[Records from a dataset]

= = = = =

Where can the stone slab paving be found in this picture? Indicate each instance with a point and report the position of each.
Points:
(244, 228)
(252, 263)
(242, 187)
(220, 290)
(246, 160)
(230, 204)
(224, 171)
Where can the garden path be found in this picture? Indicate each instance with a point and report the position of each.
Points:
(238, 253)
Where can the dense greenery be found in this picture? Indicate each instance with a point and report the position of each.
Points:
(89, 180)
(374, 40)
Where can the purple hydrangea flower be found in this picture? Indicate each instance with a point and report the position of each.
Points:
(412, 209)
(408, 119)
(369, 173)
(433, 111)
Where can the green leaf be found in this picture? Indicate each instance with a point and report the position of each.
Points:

= = = = =

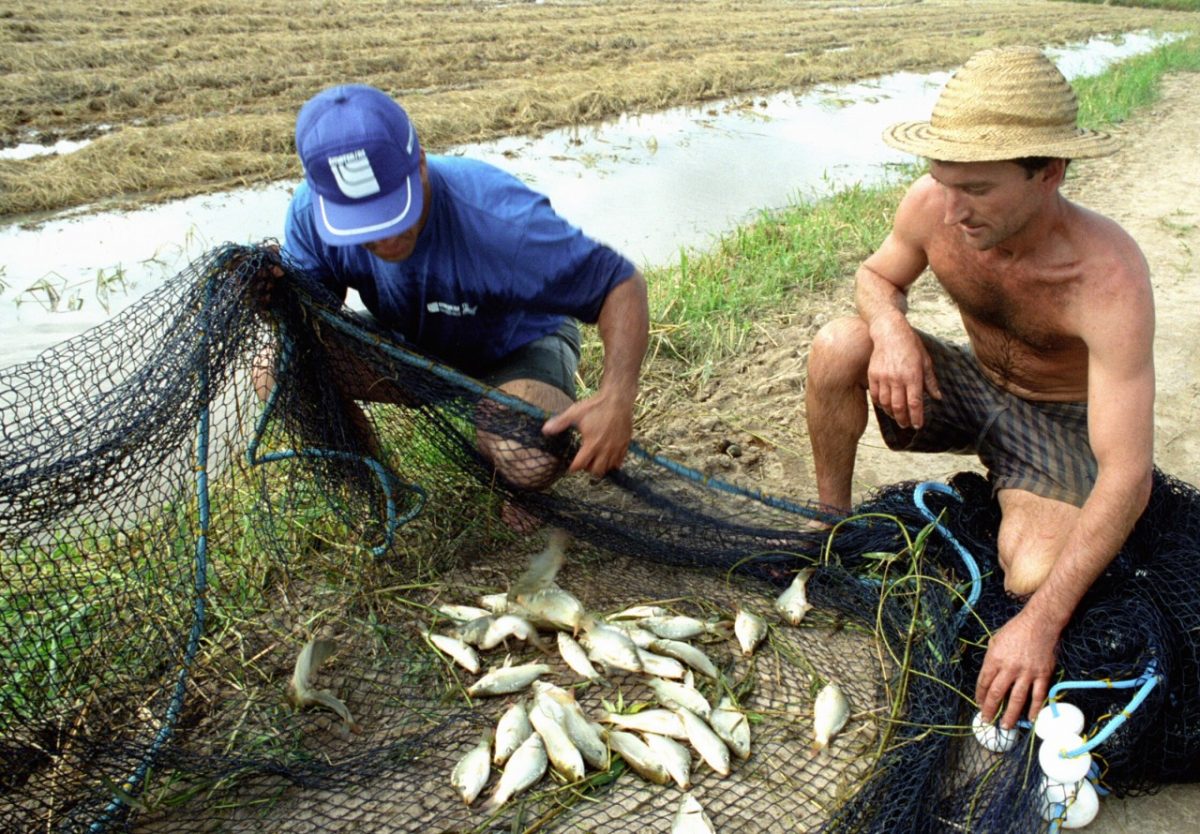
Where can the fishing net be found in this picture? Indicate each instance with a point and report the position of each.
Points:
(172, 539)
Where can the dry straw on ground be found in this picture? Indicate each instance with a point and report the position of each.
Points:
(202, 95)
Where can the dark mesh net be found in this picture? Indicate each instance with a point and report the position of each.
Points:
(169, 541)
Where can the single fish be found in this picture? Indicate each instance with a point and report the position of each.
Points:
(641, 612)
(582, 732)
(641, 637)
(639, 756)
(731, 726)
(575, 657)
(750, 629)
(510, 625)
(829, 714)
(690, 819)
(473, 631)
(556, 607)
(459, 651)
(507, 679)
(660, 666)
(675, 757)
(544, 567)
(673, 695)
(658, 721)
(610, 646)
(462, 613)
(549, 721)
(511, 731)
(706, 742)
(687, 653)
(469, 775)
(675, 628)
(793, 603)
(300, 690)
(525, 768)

= = = = =

| Prompt |
Working through the data above, find every line holding "each" and copy it.

| Task result |
Where can the stone slab paving be found in this picture? Indicate each instance with a point and report the position of each.
Where can the garden path be found in this picture? Indicate each instance with a point and report the position of each.
Where can the dense greenery be found in this picture? Indicate each instance with a point and report the position of each.
Where can the purple hydrangea flower be found in this picture? Indicate each instance with a point and report the position of each.
Where can the green leaf be found in this picture? Indicate each instance with a point and report the position of each.
Where can the fishing net be found in this picture? Indicate each instance with a point and report the position of each.
Where can the dry straw on ground be found in this picture? Indicate each instance with a point and report the position of each.
Where can the dark mesh net be found in this picture? Indicate each instance with a point and report the position of each.
Where can the single fish be found in this picture? Indicate each instance with a point and report the position of each.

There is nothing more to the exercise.